» OBJECTIVE
Write out precisely the lines beginning with the line that contains "For each instance of the green wristband, place" and ending with the last line of the entries, and no other lines.

======== INFORMATION GIVEN ========

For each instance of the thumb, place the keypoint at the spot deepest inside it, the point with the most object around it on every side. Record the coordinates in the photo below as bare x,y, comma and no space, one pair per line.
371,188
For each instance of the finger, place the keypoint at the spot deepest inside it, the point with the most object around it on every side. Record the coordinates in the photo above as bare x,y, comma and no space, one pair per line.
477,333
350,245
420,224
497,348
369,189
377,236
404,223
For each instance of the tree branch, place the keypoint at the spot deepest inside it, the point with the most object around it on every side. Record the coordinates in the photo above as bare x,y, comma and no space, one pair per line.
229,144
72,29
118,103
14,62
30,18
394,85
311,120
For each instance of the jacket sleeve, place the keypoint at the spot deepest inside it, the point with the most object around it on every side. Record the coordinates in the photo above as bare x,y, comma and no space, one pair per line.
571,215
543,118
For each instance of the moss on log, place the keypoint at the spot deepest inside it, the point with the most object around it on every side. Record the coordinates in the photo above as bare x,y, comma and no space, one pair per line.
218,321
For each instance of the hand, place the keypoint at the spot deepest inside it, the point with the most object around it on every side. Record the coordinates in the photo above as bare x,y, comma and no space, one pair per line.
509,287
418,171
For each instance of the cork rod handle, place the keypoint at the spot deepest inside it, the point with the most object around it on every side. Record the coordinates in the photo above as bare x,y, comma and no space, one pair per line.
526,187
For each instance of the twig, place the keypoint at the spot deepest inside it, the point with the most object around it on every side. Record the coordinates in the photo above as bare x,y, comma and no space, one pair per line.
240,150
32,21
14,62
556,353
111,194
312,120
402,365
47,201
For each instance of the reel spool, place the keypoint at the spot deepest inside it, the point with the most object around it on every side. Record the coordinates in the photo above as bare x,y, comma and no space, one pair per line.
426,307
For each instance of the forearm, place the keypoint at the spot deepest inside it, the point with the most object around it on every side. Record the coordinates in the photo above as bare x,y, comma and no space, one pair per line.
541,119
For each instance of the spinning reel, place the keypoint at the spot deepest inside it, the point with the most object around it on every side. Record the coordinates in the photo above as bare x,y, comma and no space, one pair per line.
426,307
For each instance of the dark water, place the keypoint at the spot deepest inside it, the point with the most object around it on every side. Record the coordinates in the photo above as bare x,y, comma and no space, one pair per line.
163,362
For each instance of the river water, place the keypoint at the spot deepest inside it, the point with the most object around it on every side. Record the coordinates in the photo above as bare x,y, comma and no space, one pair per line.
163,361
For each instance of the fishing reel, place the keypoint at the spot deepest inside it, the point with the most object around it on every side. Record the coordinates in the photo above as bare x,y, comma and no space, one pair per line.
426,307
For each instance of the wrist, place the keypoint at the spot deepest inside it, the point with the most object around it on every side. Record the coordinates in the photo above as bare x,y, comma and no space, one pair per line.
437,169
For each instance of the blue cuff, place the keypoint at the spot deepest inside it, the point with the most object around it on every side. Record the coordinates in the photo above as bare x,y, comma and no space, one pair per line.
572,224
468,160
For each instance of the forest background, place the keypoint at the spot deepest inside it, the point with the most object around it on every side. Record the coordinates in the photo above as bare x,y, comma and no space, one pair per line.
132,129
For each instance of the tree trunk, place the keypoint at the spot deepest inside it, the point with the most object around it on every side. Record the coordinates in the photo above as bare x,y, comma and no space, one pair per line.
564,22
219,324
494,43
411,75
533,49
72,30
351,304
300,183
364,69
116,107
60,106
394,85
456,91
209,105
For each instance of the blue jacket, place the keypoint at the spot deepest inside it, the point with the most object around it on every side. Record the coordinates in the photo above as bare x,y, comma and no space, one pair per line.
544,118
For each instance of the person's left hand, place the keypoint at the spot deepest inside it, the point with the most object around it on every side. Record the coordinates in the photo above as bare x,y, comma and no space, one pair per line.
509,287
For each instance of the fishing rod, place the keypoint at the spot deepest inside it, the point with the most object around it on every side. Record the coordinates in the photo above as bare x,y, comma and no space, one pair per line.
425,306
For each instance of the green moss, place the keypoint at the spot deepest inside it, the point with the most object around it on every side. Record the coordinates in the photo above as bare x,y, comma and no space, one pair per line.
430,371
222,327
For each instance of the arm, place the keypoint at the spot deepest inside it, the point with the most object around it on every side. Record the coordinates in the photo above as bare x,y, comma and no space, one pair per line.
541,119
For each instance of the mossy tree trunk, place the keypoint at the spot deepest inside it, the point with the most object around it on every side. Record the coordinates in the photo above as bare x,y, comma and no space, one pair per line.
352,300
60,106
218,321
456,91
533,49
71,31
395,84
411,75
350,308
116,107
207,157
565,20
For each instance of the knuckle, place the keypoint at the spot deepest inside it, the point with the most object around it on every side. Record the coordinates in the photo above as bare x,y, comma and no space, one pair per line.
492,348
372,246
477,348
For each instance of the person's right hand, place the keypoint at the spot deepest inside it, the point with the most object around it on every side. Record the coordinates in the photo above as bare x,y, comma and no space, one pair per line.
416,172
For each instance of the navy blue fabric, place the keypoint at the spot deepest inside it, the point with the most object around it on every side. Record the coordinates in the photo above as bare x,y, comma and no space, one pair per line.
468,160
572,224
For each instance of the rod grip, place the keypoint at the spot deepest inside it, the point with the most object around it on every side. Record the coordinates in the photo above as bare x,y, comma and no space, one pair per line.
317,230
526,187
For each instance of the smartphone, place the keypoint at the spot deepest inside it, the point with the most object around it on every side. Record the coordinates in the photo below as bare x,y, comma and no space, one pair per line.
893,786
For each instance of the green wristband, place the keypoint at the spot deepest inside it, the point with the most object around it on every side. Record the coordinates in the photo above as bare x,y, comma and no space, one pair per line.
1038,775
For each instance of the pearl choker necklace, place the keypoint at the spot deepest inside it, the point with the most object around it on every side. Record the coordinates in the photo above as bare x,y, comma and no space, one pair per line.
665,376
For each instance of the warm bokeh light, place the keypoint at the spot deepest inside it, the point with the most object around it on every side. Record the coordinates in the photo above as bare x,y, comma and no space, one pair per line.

========

» FINISHED TASK
For each instance of the green wristband, place the keypoint at the spot deepest inside it, the point with the most object around it on every side. Record the coordinates in the photo above as bare x,y, comma and no space, one pair per line.
1038,775
For each instance of the pearl choker necklace, place the keypoint at the spot deepest inside it, the point with the most object around it on every side. Record the coordinates in the photo above as bare x,y, comma and no space, one pair per line.
665,376
For each instance of the warm bokeh light, place the keypoint at the spot deepest inside it, the point with the most object around it on every side. Record the coordinates in the photo above as bare x,y, comma and no space, one pair per line.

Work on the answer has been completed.